● **SELECTED EXTRACT**
I was thinking about this thread, and it occurred to me, as I think it must have earlier to some of those posting here who are more astute and worldly, and less naïve than I am, that it is possible that first sentence of the first post could actually be something like "have been talking about having a baby, which is a natural thing for us to be talking about, as she is pregnant."

If that sentence fits, I would not have been providing any advice! Best of luck, however!
 
My wife and I decided to have a child 3 years ago. We had been together for 8 years at the time. We are both quite busy, she works in a large American investment bank, and at the time I was teaching business classes while running a business myself. We weren't worried about the cost of having and raising children, but not having the time to do it properly. But we decided to do it.

● **WORK TO COMPLETE**
A. In the forum excerpt, where does the writer's wife work?
B. Reproduce the portion of the forum excerpt that starts with the words containing "My wife and" and ends with "decided to do it.".

(Stored data entries)
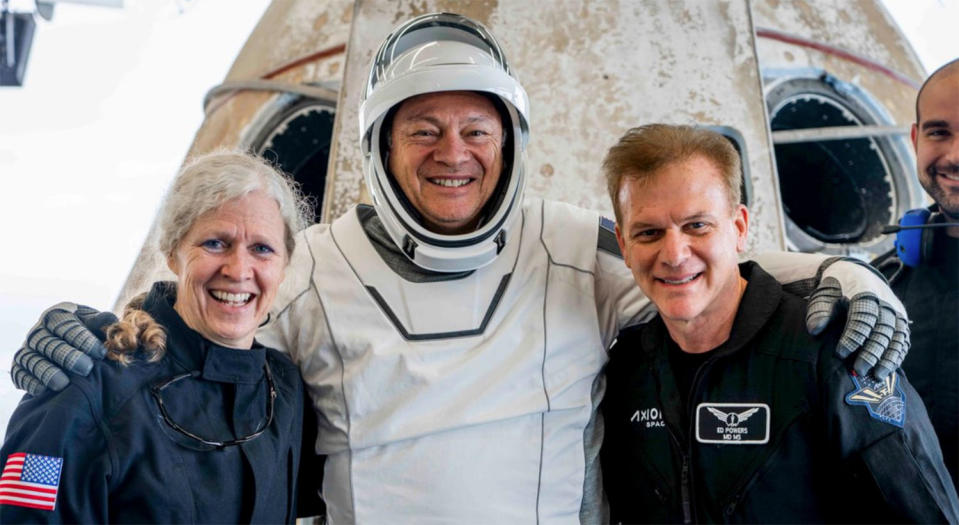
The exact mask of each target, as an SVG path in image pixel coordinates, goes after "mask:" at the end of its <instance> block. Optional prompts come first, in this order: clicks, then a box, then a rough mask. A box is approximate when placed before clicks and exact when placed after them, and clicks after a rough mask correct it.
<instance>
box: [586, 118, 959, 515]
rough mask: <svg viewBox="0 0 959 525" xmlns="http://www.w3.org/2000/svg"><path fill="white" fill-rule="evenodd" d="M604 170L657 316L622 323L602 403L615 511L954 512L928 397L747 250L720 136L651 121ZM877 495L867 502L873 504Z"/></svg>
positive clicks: (601, 459)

● **ANSWERS TO THIS EXERCISE**
A. She works in a large American investment bank.

B.
My wife and I decided to have a child 3 years ago. We had been together for 8 years at the time. We are both quite busy, she works in a large American investment bank, and at the time I was teaching business classes while running a business myself. We weren't worried about the cost of having and raising children, but not having the time to do it properly. But we decided to do it.